Noninvasive neuromodulation technologies that affect neuronal activity can modulate the pattern of neural activity and cause altered behavior, cognitive states, perception, and motor output without requiring an invasive procedure. For example, transcranial/transdermal electric stimulation (hereinafter “TES”) through scalp electrodes has been used to affect brain function in humans in the form of transcranial alternating current stimulation (hereinafter “tACS”), transcranial direct current stimulation (hereinafter “tDCS”), cranial electrotherapy stimulation (hereinafter “CES”), and transcranial random noise stimulation (hereinafter “tRNS”). Systems and methods for TES have been disclosed (see for example, Capel U.S. Pat. No. 4,646,744; Haimovich et al. U.S. Pat. No. 5,540,736; Besio et al. U.S. Pat. No. 8,190,248; Hagedorn and Thompson U.S. Pat. No. 8,239,030; Bikson et al. U.S. Patent Application Publication No. 2011/0144716; and Lebedev et al. U.S. Patent Application Publication No. 2009/0177243). tDCS systems with numerous electrodes and a high level of configurability have been disclosed (see for example Bikson et al. U.S. Patent Application Publication Nos. 2012/0209346, 2012/0265261, and 2012/0245653), as have portable TES systems for auto-stimulation (Brocke U.S. Pat. No. 8,554,324).

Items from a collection

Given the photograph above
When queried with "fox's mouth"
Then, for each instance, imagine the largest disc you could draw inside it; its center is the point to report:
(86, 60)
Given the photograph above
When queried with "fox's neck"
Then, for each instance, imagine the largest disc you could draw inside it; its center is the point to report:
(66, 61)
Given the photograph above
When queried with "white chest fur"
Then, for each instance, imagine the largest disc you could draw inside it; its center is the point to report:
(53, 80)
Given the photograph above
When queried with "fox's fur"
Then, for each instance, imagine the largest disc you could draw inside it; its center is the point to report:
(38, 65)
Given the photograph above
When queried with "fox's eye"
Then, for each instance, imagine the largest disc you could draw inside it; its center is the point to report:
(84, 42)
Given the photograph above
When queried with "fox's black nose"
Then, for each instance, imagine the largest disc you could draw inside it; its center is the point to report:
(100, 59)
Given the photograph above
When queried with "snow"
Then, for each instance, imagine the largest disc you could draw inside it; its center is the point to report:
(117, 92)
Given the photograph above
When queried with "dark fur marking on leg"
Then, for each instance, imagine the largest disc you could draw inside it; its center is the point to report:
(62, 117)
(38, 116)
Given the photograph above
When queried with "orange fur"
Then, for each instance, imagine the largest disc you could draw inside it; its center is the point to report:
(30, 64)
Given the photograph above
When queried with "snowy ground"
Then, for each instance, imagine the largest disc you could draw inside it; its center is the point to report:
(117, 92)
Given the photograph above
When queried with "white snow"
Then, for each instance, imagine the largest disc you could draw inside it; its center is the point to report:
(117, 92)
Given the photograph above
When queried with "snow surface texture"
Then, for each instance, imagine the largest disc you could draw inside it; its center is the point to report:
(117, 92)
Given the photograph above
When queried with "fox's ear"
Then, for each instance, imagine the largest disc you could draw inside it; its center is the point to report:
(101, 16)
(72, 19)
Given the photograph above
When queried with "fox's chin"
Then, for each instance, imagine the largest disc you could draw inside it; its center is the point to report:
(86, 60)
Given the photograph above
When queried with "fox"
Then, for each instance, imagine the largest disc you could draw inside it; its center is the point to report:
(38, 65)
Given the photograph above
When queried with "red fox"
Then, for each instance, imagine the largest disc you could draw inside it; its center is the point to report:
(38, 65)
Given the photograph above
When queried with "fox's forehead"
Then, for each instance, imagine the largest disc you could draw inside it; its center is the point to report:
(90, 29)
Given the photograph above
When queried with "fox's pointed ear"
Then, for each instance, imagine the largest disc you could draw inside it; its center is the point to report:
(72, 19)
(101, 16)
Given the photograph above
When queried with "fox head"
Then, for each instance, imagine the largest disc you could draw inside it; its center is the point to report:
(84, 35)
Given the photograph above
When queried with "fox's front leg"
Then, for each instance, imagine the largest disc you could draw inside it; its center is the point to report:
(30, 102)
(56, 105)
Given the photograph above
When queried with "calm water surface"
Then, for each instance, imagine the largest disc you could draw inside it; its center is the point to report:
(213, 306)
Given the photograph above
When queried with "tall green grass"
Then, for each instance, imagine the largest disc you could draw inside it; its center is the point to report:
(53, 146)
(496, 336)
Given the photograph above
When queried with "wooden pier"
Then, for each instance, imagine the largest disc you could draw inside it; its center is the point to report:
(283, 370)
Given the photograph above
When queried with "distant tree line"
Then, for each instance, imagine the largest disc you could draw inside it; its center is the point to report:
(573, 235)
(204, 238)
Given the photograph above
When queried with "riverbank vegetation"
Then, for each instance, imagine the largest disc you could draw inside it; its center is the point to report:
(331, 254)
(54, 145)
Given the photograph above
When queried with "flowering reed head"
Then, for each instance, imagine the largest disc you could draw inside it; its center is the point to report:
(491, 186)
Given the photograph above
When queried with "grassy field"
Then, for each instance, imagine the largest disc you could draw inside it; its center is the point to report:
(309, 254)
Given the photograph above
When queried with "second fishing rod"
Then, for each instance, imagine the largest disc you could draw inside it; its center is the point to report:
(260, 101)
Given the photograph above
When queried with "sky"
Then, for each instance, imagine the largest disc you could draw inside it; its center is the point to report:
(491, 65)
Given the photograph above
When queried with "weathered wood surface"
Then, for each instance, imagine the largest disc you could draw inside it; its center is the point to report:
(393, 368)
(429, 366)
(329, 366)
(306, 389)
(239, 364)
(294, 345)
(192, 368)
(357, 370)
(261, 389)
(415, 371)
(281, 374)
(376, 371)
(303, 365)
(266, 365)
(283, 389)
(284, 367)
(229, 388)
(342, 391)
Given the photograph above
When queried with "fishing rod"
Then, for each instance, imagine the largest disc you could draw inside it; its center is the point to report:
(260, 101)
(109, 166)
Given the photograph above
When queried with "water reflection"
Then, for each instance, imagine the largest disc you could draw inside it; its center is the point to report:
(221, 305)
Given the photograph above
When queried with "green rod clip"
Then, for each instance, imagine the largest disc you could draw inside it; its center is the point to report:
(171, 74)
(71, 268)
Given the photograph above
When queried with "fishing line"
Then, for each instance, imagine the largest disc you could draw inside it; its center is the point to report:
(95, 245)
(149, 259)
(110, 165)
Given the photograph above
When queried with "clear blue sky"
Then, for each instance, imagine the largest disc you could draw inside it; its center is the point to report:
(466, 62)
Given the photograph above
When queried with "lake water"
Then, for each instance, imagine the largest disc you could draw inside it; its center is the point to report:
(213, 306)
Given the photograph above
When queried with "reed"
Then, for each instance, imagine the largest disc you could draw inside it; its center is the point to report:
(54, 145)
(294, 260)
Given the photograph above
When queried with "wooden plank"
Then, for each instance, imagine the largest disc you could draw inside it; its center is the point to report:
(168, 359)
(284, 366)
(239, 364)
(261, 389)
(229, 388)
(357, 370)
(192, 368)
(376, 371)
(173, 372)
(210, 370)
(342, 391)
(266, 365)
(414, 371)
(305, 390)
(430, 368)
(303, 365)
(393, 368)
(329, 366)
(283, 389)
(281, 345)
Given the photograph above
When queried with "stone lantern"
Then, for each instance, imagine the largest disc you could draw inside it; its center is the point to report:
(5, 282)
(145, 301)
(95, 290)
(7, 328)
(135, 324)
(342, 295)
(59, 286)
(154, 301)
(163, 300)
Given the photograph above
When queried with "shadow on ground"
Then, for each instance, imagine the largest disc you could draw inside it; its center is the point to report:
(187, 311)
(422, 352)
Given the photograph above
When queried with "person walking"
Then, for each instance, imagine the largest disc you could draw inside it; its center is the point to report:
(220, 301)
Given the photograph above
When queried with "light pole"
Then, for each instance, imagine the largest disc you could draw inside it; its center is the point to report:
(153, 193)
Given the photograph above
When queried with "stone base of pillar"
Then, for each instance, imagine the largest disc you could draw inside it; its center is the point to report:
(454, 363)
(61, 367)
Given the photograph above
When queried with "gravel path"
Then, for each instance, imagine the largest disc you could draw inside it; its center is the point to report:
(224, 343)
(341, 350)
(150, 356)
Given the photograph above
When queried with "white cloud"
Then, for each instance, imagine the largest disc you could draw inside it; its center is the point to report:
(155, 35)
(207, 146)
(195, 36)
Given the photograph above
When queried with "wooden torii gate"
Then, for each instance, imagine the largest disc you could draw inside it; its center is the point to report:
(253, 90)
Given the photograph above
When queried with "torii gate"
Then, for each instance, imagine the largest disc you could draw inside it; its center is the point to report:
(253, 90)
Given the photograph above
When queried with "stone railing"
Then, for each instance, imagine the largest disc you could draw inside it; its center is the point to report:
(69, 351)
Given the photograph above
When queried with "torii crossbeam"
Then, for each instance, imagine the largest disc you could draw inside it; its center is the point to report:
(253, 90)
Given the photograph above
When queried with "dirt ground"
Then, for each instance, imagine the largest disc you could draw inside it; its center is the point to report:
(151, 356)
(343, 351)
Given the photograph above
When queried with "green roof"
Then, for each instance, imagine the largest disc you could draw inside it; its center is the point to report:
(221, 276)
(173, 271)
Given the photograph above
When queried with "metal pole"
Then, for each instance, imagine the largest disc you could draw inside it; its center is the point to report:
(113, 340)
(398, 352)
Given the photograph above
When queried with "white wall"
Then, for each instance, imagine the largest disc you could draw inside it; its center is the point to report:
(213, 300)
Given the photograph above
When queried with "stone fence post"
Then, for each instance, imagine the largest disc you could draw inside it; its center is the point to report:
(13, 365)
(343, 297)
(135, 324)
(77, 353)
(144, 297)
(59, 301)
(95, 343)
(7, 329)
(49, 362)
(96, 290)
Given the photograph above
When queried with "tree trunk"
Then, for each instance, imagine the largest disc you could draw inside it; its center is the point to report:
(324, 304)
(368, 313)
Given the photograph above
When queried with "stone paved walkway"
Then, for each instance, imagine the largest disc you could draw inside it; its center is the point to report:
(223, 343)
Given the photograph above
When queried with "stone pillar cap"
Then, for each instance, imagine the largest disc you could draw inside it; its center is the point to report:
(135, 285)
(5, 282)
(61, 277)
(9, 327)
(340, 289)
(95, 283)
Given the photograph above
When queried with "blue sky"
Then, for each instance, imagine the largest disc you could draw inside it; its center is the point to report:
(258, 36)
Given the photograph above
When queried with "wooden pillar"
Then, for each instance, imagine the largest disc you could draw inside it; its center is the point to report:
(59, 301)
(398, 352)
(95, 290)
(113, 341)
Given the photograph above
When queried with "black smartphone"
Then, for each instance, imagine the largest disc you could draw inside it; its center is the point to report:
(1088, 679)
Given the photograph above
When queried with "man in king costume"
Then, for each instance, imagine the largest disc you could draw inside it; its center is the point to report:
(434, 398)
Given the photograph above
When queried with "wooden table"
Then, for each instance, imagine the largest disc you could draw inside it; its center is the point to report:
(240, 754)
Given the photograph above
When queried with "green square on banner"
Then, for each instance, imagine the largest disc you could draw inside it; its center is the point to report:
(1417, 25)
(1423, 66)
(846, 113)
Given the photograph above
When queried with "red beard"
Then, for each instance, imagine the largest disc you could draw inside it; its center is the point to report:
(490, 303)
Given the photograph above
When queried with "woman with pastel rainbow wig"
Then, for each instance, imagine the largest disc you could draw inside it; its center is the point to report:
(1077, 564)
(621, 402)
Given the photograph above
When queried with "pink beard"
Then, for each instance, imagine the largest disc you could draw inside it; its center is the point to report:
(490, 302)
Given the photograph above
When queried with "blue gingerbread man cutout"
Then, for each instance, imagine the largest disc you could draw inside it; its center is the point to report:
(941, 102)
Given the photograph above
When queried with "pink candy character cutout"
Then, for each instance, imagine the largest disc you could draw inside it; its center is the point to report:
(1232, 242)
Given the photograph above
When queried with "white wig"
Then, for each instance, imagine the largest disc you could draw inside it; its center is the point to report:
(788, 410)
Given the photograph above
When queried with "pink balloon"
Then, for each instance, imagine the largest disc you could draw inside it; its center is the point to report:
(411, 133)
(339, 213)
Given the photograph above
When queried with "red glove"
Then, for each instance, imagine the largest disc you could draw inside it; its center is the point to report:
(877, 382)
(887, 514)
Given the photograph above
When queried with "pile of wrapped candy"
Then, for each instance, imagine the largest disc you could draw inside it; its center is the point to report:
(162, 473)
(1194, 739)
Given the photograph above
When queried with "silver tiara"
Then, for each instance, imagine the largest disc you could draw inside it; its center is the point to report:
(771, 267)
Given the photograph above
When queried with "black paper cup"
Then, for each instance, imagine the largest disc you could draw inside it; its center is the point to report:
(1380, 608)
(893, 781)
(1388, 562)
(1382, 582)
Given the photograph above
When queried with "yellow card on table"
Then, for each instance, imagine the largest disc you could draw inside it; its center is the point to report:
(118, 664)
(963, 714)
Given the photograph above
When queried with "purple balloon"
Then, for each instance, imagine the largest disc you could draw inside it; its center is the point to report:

_Set of tasks_
A. In the passage on noninvasive neuromodulation, which patent is cited for portable TES systems for auto-stimulation?
B. Extend the passage on noninvasive neuromodulation, starting after its final sentence.

_Results_
A. Brocke U.S. Pat. No. 8,554,324.

B.
Typically, TES has been used therapeutically in various clinical applications, including treatment of pain, depression, epilepsy, and tinnitus. In at least some cases of TES therapeutic use, more data concerning the efficacy of TES in treatment is needed. Despite the research to date on TES neuromodulation, existing systems and methods for TES are lacking in at least some cases regarding the design and use of effective TES waveforms. Available systems are limited regarding the design and delivery of TES waveforms. Moreover, available systems do not permit the user to modulate a predetermined/preconfigured electrical stimulation protocol.
For example, U.S. Pat. No. 8,554,324 to Brocke discloses a mobile system for TES auto-stimulation by a user. Brocke further describes an embodiment wherein a wired or wireless remote control is used to control an electrical stimulation generator, as well as the use of smartphones, cellular telephones, or PDAs as a remote control. However, the systems and methods described by Brocke are lacking in at least some instances for defining, acquiring, and/or delivering effective TES waveforms to a user.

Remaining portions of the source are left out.